- To-do list -
**A)** Copy out the following report on the Japanese box office word for word, in full.
**B)** Arrange every line of the records that follow the box office report as a JSON list of strings, one string per line, leaving out any blank lines.

- Document segment -
——————————

The first segment of Yukihiko Tsutsumi's three-part adaptation of Naoki Urasawa's 20th Century Boys manga stayed at #1 in its third weekend at the Japanese box office, and it crossed the 2-billion-yen (US$19-million) threshold on Sunday. As of September 15, the film has earned 2.39 billion yen (US$22.8 million), which inches it past director Peter Berg and actor Will Smith's Hancock film (2.37 billion yen or US$22.6 million) at the Japanese box office. Both film had opened in the same August 30–31 weekend; Hancock was the top film that first weekend, but 20th Century Boys has taken the crown in the two weekends since.

Paco and the Magical Book, the surreal live-action fantasy film that reunites director Tetsuya Nakashima, actress Anna Tsuchiya, and other key players from the Kamikaze Girls film, opened at #2. As of September 15, 383,000 people have spent 467,930,000 yen (about US$4.426 million) to see the film. TOHO expects it will eventually surpass 2.5 billion yen (US$23 million), with families and viewers in their 20s making up the core audience. Ponyo on the Cliff by the Sea, Hayao Miyazaki's first feature film in nearly four years, dropped from #2 to #3 in its ninth weekend. As of September 9, 11,260,000 people spent 13.5 billion yen (about US$127 million) to see the film; its box office take was expected to have surpassed 14 billion yen (US$130 million) by September 15. The singers of the title theme song, Fujioka Fujimaki and Nozomi Ōhashi, held a special event on Monday to mark the two-month mark of the film's theatrical run and the 420,000 copies of their CD single that have been sold.

——————————

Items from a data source
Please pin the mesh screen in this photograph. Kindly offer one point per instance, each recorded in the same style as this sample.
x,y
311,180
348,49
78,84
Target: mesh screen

——————————

- The solutions -
**A)**
The first segment of Yukihiko Tsutsumi's three-part adaptation of Naoki Urasawa's 20th Century Boys manga stayed at #1 in its third weekend at the Japanese box office, and it crossed the 2-billion-yen (US$19-million) threshold on Sunday. As of September 15, the film has earned 2.39 billion yen (US$22.8 million), which inches it past director Peter Berg and actor Will Smith's Hancock film (2.37 billion yen or US$22.6 million) at the Japanese box office. Both film had opened in the same August 30–31 weekend; Hancock was the top film that first weekend, but 20th Century Boys has taken the crown in the two weekends since.

Paco and the Magical Book, the surreal live-action fantasy film that reunites director Tetsuya Nakashima, actress Anna Tsuchiya, and other key players from the Kamikaze Girls film, opened at #2. As of September 15, 383,000 people have spent 467,930,000 yen (about US$4.426 million) to see the film. TOHO expects it will eventually surpass 2.5 billion yen (US$23 million), with families and viewers in their 20s making up the core audience. Ponyo on the Cliff by the Sea, Hayao Miyazaki's first feature film in nearly four years, dropped from #2 to #3 in its ninth weekend. As of September 9, 11,260,000 people spent 13.5 billion yen (about US$127 million) to see the film; its box office take was expected to have surpassed 14 billion yen (US$130 million) by September 15. The singers of the title theme song, Fujioka Fujimaki and Nozomi Ōhashi, held a special event on Monday to mark the two-month mark of the film's theatrical run and the 420,000 copies of their CD single that have been sold.

**B)**
[
  "Please pin the mesh screen in this photograph. Kindly offer one point per instance, each recorded in the same style as this sample.",
  "x,y",
  "311,180",
  "348,49",
  "78,84",
  "Target: mesh screen"
]